WHAT TO DO: Copy the listing again, from the line containing "Pin the speckled" through the end of the listing, both ends included, keeping every request as it stands but shifting each coordinate in the answers up by 80. Leave the pictures out of your answer.

DATA SECTION:
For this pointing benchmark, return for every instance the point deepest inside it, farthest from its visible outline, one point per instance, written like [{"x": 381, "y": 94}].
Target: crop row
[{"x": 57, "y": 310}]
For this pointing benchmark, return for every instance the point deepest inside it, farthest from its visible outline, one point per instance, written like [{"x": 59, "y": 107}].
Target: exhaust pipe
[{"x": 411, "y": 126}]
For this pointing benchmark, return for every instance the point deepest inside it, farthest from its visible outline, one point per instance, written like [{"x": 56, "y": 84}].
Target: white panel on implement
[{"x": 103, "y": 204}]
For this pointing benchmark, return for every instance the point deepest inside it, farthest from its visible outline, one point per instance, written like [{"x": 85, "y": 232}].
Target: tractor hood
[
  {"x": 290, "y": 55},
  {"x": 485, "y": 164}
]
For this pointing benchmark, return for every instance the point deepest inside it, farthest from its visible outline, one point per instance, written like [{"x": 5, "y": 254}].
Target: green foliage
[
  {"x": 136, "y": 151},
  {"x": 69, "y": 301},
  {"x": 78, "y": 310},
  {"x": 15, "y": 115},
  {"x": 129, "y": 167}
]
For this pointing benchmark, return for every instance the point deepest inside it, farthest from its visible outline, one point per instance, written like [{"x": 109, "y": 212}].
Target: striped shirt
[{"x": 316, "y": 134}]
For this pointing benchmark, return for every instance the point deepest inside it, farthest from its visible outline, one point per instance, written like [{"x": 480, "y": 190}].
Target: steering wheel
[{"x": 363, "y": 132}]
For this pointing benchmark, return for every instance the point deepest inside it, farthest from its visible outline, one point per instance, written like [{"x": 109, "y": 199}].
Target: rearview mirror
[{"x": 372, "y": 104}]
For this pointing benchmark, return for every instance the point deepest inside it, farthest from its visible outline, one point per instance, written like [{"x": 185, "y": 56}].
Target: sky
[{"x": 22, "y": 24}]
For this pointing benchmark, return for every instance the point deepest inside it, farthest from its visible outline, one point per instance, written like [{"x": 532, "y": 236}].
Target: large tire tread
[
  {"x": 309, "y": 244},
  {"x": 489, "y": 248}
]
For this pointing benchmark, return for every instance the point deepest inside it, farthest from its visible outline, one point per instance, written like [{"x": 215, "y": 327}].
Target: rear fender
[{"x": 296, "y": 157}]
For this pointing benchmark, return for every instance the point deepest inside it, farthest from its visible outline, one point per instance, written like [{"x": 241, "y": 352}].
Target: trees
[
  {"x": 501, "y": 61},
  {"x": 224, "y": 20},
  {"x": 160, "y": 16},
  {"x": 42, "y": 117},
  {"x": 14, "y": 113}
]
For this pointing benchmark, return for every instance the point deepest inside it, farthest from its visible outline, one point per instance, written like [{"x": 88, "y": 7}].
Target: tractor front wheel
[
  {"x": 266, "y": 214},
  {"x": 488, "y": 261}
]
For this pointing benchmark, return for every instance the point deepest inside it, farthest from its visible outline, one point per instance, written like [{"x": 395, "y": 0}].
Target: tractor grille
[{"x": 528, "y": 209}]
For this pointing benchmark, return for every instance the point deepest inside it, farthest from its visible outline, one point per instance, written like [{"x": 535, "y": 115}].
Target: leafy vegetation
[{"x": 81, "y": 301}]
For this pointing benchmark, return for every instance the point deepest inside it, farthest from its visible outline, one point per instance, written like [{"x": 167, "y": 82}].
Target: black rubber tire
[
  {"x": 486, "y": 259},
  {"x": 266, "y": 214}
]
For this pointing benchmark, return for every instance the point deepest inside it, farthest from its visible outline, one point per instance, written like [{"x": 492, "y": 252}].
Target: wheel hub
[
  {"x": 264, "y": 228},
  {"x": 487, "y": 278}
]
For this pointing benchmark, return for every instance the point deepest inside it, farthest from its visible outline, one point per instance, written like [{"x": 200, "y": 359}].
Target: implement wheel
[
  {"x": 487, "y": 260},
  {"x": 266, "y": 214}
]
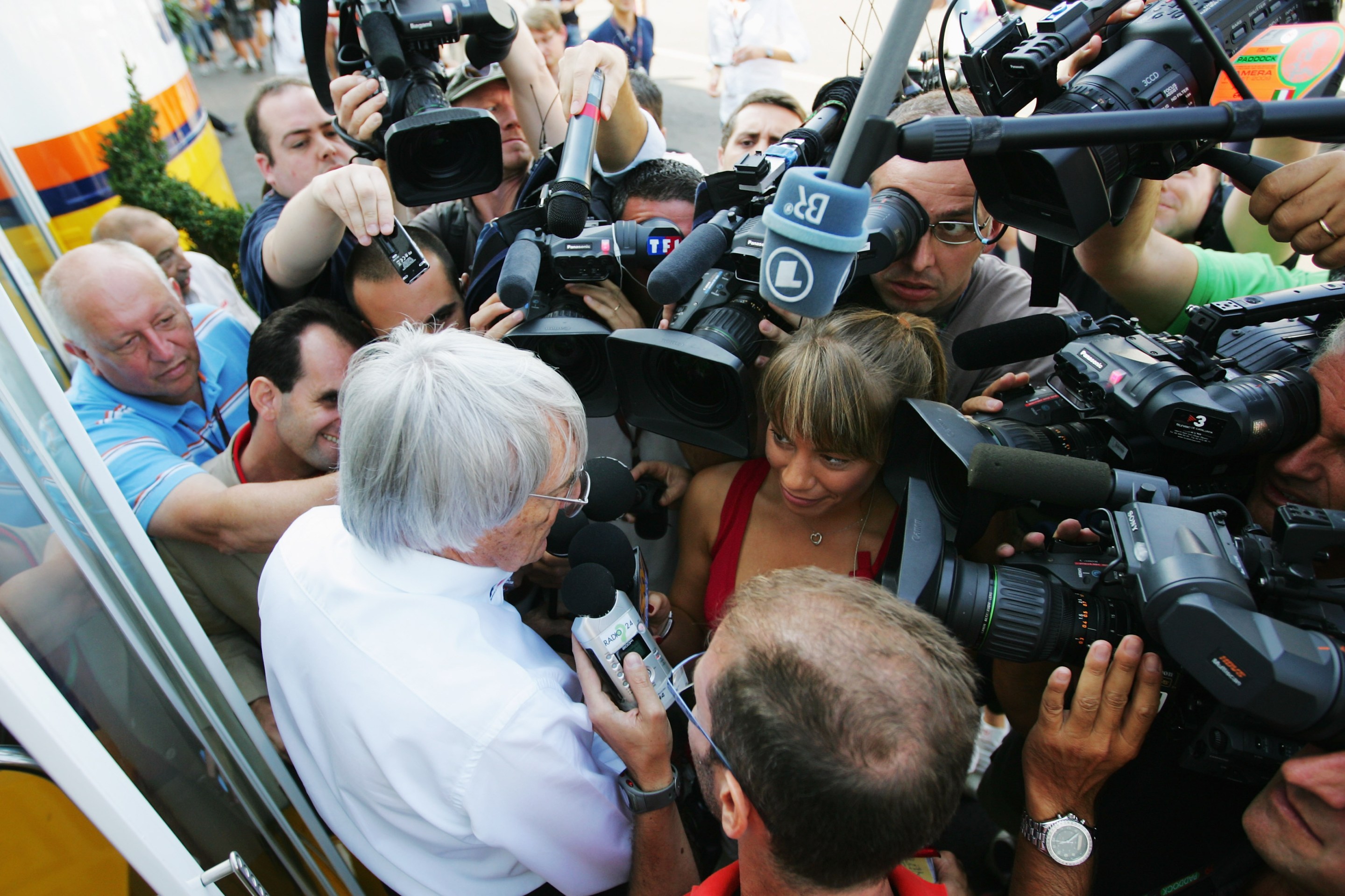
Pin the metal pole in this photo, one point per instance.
(883, 78)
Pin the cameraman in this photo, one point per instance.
(1156, 278)
(517, 92)
(950, 275)
(837, 726)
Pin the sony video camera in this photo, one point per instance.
(1257, 643)
(696, 381)
(1156, 61)
(559, 327)
(433, 153)
(1196, 409)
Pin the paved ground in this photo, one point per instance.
(680, 68)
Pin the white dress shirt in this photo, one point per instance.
(760, 23)
(440, 738)
(212, 284)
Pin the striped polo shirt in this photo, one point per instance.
(150, 446)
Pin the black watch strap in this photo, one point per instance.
(647, 801)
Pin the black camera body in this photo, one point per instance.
(1157, 61)
(1260, 642)
(1197, 409)
(433, 153)
(559, 327)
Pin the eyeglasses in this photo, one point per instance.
(575, 497)
(687, 669)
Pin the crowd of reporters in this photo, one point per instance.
(382, 473)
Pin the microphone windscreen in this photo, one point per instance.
(1071, 482)
(685, 266)
(588, 591)
(606, 545)
(385, 49)
(1011, 341)
(612, 492)
(518, 274)
(563, 532)
(566, 214)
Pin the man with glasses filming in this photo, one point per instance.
(950, 275)
(440, 738)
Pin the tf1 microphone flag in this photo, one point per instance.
(813, 232)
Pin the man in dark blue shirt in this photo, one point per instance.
(295, 143)
(629, 31)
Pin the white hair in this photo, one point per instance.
(62, 298)
(444, 435)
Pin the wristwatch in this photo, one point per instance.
(1066, 839)
(647, 801)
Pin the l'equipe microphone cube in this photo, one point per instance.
(813, 232)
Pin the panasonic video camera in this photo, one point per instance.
(1196, 409)
(433, 153)
(559, 327)
(1156, 61)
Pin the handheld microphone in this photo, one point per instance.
(568, 197)
(1071, 482)
(813, 232)
(614, 494)
(1019, 339)
(518, 274)
(609, 628)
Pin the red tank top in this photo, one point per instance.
(734, 527)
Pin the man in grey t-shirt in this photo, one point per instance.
(949, 276)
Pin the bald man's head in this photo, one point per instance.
(121, 315)
(151, 232)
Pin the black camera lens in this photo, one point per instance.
(1023, 615)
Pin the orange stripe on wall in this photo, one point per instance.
(51, 163)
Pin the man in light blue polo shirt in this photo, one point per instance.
(161, 389)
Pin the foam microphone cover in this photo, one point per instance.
(612, 492)
(563, 533)
(1028, 475)
(609, 547)
(566, 214)
(1011, 341)
(813, 232)
(678, 274)
(518, 274)
(588, 591)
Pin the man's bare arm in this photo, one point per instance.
(237, 518)
(1148, 272)
(624, 127)
(315, 220)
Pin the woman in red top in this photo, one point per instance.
(817, 498)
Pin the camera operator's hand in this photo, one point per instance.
(358, 196)
(607, 300)
(1070, 754)
(642, 736)
(494, 318)
(576, 69)
(358, 101)
(986, 402)
(674, 477)
(546, 572)
(1086, 56)
(1301, 201)
(1069, 530)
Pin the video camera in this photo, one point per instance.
(433, 153)
(1197, 409)
(1239, 613)
(696, 381)
(559, 327)
(1156, 61)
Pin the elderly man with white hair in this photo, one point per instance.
(442, 739)
(161, 389)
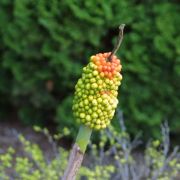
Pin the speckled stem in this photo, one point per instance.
(77, 153)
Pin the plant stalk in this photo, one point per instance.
(77, 153)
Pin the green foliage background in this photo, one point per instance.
(45, 44)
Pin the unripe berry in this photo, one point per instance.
(96, 93)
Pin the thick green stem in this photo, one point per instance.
(83, 137)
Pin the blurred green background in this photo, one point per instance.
(44, 45)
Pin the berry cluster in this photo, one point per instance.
(96, 91)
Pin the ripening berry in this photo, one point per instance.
(96, 93)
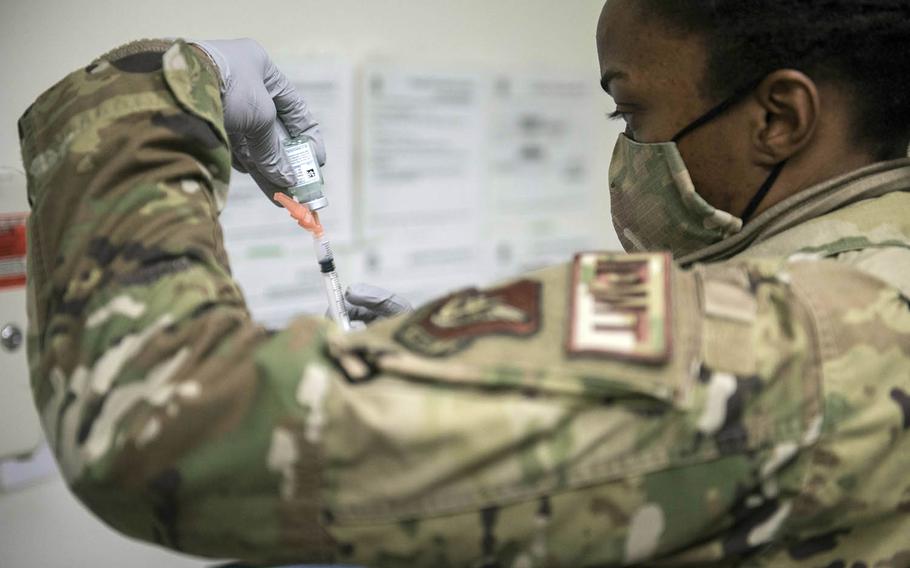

REPLY TO THE TASK:
Pin the speckled stem in this photo, one point per instance.
(157, 233)
Pin the plant stalk in this photo, one point per instance.
(157, 233)
Pin the green foliage background in this photo, one point per instance.
(125, 124)
Pin the unripe berry in this photo, one point per instance.
(176, 173)
Pin the thick green stem in this photo, one point per instance.
(163, 217)
Pin the blurred green background in this photo, one point per instance.
(124, 125)
Pin the berry cluster in this photo, one point per instance.
(176, 171)
Pin the ripening berry in this photo, one point per instance.
(176, 173)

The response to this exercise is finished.